#### [Task details]
Give every entry again, word for word.

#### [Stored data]
■ ■ ■

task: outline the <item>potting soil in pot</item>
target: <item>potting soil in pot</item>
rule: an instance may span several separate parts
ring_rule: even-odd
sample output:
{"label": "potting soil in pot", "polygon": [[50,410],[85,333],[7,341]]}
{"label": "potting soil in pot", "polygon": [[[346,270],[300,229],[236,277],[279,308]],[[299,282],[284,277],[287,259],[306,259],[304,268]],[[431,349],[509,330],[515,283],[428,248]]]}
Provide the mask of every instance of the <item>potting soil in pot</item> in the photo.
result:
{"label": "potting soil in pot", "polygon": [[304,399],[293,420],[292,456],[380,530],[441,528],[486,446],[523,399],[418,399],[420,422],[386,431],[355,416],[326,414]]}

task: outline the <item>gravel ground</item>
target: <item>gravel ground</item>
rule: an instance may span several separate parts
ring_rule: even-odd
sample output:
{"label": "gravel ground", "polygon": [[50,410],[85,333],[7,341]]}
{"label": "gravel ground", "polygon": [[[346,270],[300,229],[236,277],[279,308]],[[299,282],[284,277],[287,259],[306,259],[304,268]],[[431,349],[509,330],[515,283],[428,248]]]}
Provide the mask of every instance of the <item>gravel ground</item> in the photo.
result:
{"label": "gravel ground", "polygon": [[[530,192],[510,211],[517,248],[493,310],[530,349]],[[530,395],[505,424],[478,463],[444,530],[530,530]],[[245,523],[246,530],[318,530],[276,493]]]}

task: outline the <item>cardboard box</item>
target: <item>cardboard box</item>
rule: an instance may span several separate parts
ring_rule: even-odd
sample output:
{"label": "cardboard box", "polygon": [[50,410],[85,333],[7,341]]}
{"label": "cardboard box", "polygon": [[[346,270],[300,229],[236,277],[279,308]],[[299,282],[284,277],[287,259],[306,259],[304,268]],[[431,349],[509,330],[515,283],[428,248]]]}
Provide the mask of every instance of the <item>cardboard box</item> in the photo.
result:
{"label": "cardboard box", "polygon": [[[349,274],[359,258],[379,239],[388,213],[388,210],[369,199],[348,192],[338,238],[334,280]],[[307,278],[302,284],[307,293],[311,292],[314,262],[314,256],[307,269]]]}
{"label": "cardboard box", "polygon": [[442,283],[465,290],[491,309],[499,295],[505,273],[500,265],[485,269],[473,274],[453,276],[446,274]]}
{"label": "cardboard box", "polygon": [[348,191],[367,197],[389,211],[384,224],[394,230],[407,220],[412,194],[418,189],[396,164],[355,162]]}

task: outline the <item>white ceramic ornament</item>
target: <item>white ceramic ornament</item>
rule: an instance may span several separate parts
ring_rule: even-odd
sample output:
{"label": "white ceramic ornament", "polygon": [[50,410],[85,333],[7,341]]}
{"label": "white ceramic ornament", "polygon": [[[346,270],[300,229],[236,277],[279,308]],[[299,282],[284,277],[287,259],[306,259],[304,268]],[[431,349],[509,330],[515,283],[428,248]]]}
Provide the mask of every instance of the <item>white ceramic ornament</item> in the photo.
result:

■ ■ ■

#### [Final answer]
task: outline the <item>potting soil in pot</item>
target: <item>potting soil in pot</item>
rule: an instance may span several separate parts
ring_rule: even-odd
sample output:
{"label": "potting soil in pot", "polygon": [[50,410],[85,333],[7,341]]}
{"label": "potting soil in pot", "polygon": [[[346,270],[300,229],[236,277],[279,308]],[[299,282],[284,277],[287,259],[306,259],[304,268]],[[431,349],[509,330],[515,283],[428,248]]]}
Provide the mask of every instance of the <item>potting soil in pot</item> in the photo.
result:
{"label": "potting soil in pot", "polygon": [[304,399],[293,420],[292,456],[380,530],[441,528],[486,446],[523,399],[418,399],[420,422],[386,431],[355,416],[326,414]]}

task: outline the <item>gravel ground</item>
target: <item>gravel ground</item>
rule: an instance may span several separate parts
ring_rule: even-odd
sample output:
{"label": "gravel ground", "polygon": [[50,410],[85,333],[7,341]]}
{"label": "gravel ground", "polygon": [[[346,270],[300,229],[236,277],[279,308]],[[299,282],[284,277],[287,259],[306,259],[304,268]],[[431,349],[509,330],[515,283],[428,248]]]}
Provide the mask of every instance of the <item>gravel ground</item> in the photo.
result:
{"label": "gravel ground", "polygon": [[[530,192],[510,211],[517,248],[493,310],[530,349]],[[530,395],[505,424],[478,463],[444,530],[530,530]],[[245,523],[246,530],[318,530],[276,493]]]}

task: outline the <item>cardboard box</item>
target: <item>cardboard box</item>
rule: an instance may span several separate parts
ring_rule: even-odd
sample output:
{"label": "cardboard box", "polygon": [[50,410],[85,333],[7,341]]}
{"label": "cardboard box", "polygon": [[[346,270],[300,229],[236,277],[279,308]],[[299,282],[284,277],[287,259],[306,259],[304,268]],[[431,349],[509,330],[515,283],[428,248]]]}
Provide the mask of every instance of the <item>cardboard box</item> in the photo.
result:
{"label": "cardboard box", "polygon": [[[349,274],[359,258],[379,239],[388,213],[388,210],[369,199],[348,192],[338,238],[334,280]],[[307,278],[302,284],[307,293],[311,292],[314,262],[314,256],[307,269]]]}
{"label": "cardboard box", "polygon": [[442,283],[465,290],[491,309],[499,295],[505,273],[500,265],[485,269],[473,274],[453,276],[446,274]]}
{"label": "cardboard box", "polygon": [[348,191],[367,197],[389,211],[384,224],[394,230],[407,220],[412,194],[418,189],[396,164],[355,162]]}

task: outline the <item>white ceramic ornament</item>
target: <item>white ceramic ornament</item>
rule: an instance may span several separate parts
ring_rule: even-odd
sample output:
{"label": "white ceramic ornament", "polygon": [[50,410],[85,333],[7,341]]}
{"label": "white ceramic ornament", "polygon": [[[346,270],[300,229],[236,277],[279,308]],[[299,282],[284,277],[287,259],[306,259],[304,268]],[[431,349],[509,330],[515,283],[428,248]]]}
Provide the mask of every instance of the <item>white ceramic ornament</item> in the photo.
result:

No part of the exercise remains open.